Retype exactly the line holding "For the evaluation set, spot each instance of the scattered" and each line that follows, down to the last one. Exclude pictures.

◇ ◇ ◇ ◇ ◇

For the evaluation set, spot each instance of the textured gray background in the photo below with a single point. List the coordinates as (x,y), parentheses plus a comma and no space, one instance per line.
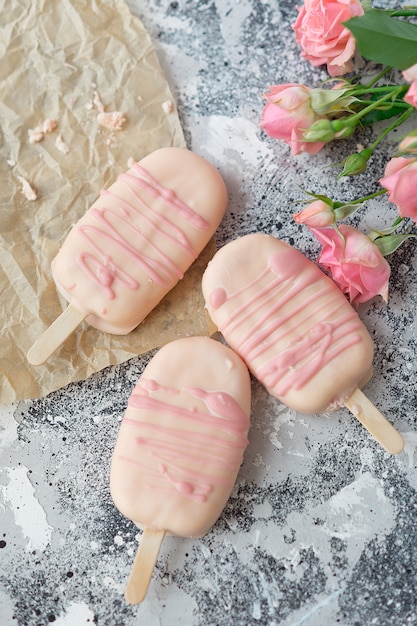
(321,526)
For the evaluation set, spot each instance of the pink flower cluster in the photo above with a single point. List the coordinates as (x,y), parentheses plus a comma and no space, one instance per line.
(306,119)
(354,263)
(323,39)
(288,114)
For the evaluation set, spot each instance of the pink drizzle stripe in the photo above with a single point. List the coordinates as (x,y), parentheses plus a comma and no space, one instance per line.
(112,225)
(178,451)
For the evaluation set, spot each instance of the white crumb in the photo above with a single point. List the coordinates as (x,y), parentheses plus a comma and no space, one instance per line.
(61,145)
(167,106)
(27,189)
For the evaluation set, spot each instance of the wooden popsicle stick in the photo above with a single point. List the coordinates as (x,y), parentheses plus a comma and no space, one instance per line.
(143,565)
(374,422)
(55,335)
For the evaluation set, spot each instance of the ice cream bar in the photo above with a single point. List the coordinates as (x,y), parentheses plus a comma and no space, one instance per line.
(294,328)
(180,445)
(135,243)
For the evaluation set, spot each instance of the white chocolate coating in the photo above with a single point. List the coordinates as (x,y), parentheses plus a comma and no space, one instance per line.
(289,322)
(182,439)
(139,237)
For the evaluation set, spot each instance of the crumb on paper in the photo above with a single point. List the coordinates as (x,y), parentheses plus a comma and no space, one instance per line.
(113,120)
(28,191)
(61,145)
(98,103)
(167,106)
(49,125)
(37,134)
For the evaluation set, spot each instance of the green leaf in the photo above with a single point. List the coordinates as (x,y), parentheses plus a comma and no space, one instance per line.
(377,115)
(385,39)
(324,101)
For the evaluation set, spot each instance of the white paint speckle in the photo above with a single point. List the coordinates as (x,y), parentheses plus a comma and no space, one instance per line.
(19,495)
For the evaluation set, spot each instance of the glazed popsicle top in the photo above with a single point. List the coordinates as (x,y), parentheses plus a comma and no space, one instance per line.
(139,237)
(182,438)
(289,322)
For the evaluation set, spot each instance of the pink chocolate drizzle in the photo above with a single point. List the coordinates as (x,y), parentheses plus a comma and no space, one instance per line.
(273,315)
(179,450)
(112,226)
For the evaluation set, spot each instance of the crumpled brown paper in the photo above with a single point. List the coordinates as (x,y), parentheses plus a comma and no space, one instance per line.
(67,61)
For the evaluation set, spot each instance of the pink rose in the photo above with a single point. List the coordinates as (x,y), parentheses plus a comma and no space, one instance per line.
(401,182)
(316,214)
(288,114)
(411,95)
(354,263)
(323,38)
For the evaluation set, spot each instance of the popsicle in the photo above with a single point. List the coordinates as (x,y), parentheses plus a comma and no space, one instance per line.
(295,330)
(180,446)
(134,244)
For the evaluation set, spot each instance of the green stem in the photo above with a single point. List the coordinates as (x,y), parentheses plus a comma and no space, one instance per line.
(380,192)
(391,127)
(379,76)
(355,118)
(387,88)
(402,13)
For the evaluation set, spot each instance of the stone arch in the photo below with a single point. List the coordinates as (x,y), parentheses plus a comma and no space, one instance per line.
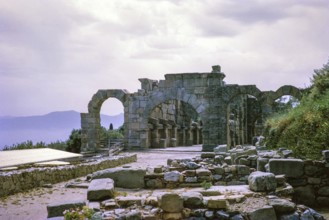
(287,90)
(101,96)
(269,97)
(177,94)
(90,122)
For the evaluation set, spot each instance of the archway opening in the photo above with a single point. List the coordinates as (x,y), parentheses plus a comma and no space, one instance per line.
(244,121)
(174,123)
(111,121)
(285,103)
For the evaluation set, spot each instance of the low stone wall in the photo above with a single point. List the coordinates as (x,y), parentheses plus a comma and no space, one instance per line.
(21,180)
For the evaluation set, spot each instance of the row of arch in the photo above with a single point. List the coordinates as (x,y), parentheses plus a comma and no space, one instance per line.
(90,122)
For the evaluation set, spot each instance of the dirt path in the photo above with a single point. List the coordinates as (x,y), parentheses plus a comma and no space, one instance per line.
(32,205)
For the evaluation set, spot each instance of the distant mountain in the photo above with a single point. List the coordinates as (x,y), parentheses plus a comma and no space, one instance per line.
(47,128)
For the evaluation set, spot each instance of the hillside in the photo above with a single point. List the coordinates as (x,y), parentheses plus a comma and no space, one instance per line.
(47,128)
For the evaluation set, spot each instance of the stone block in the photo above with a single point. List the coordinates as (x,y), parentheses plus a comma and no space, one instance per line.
(261,162)
(282,206)
(243,170)
(267,212)
(189,173)
(285,191)
(207,155)
(322,201)
(261,181)
(126,201)
(220,149)
(130,178)
(192,200)
(191,179)
(171,202)
(280,180)
(57,209)
(294,216)
(304,195)
(216,202)
(203,172)
(172,216)
(325,154)
(100,189)
(324,191)
(173,176)
(313,181)
(289,167)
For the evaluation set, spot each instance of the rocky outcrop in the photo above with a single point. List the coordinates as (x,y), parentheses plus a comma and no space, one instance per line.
(100,189)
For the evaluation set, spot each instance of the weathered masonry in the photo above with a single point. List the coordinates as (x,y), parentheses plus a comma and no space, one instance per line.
(185,109)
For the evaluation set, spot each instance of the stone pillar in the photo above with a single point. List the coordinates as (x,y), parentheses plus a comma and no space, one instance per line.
(90,128)
(164,136)
(155,136)
(189,136)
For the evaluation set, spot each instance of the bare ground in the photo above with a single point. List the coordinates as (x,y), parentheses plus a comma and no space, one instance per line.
(32,205)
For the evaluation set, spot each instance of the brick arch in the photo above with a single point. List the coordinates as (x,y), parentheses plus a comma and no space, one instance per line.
(246,137)
(287,90)
(101,96)
(245,90)
(90,122)
(177,94)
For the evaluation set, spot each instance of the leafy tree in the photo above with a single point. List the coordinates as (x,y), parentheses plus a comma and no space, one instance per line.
(305,128)
(25,145)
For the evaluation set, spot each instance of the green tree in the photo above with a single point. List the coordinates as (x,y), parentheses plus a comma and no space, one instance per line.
(304,129)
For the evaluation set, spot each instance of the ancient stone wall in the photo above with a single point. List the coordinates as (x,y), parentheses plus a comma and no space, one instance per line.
(185,109)
(21,180)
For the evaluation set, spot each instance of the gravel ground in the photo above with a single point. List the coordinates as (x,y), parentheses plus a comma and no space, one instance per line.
(32,205)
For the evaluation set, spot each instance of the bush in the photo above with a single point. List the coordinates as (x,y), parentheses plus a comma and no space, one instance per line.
(25,145)
(305,128)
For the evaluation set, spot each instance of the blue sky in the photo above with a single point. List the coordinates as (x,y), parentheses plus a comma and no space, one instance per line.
(55,54)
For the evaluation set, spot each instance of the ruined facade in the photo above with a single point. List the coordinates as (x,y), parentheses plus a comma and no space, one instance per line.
(185,109)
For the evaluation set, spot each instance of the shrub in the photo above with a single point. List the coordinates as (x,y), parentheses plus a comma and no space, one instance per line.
(305,128)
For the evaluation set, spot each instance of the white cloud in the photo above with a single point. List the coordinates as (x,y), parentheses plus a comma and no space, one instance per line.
(56,55)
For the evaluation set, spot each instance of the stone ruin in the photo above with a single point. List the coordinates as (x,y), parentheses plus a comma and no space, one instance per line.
(185,109)
(243,183)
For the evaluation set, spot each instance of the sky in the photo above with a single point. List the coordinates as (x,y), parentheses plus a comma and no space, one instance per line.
(55,54)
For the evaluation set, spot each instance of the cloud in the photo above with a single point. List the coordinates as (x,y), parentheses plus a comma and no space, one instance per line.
(56,55)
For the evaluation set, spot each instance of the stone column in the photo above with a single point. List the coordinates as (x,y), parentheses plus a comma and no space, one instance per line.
(90,128)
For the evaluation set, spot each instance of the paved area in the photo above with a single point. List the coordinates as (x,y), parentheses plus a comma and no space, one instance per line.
(21,157)
(32,205)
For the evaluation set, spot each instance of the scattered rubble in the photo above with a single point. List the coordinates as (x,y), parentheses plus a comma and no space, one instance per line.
(238,188)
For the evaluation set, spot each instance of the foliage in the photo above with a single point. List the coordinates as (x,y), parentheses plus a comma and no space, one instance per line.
(25,145)
(305,128)
(77,214)
(58,145)
(74,141)
(206,185)
(114,134)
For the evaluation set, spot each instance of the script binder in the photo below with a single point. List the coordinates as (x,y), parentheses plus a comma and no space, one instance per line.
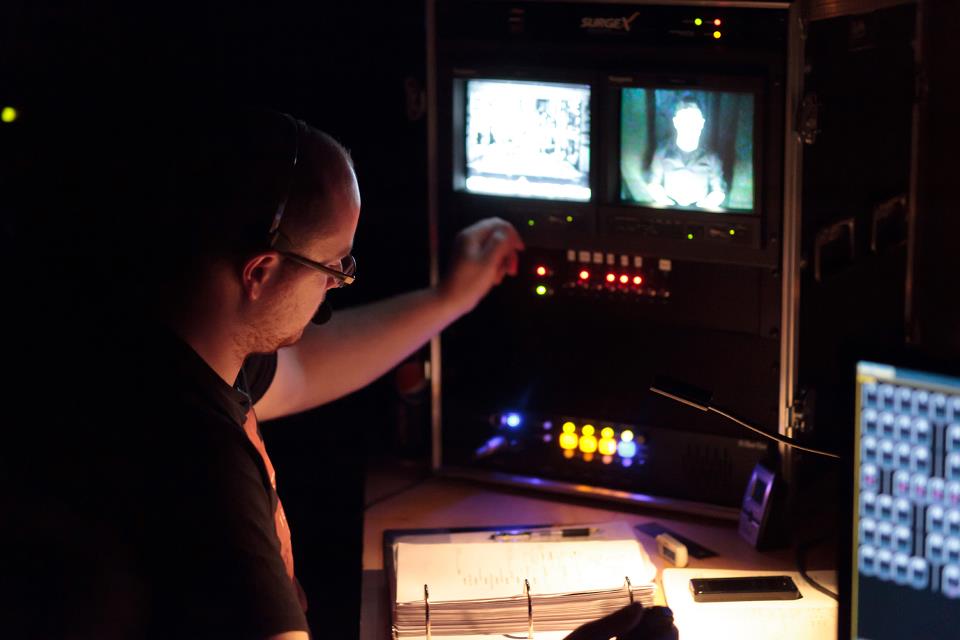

◇ ◇ ◇ ◇ ◇

__FINISHED EXERCISE__
For the evaluation set, spot each instance of the scattered rubble in the photo above with a single point. List the coordinates as (x,y), parentheses plus a comma and no space, one instance per line.
(238,188)
For the evaluation set, spot each instance of the foliage in the photo above with a single point. List the coordinates as (x,y), parentheses plus a comma and no space, one instance per line.
(25,145)
(305,128)
(77,214)
(58,145)
(74,141)
(206,185)
(114,134)
For the evaluation set, spot each instance of the script binder in the photo below with a single point. List the coordinates as (x,y), parentheses plus a comma and no space, one instance per line.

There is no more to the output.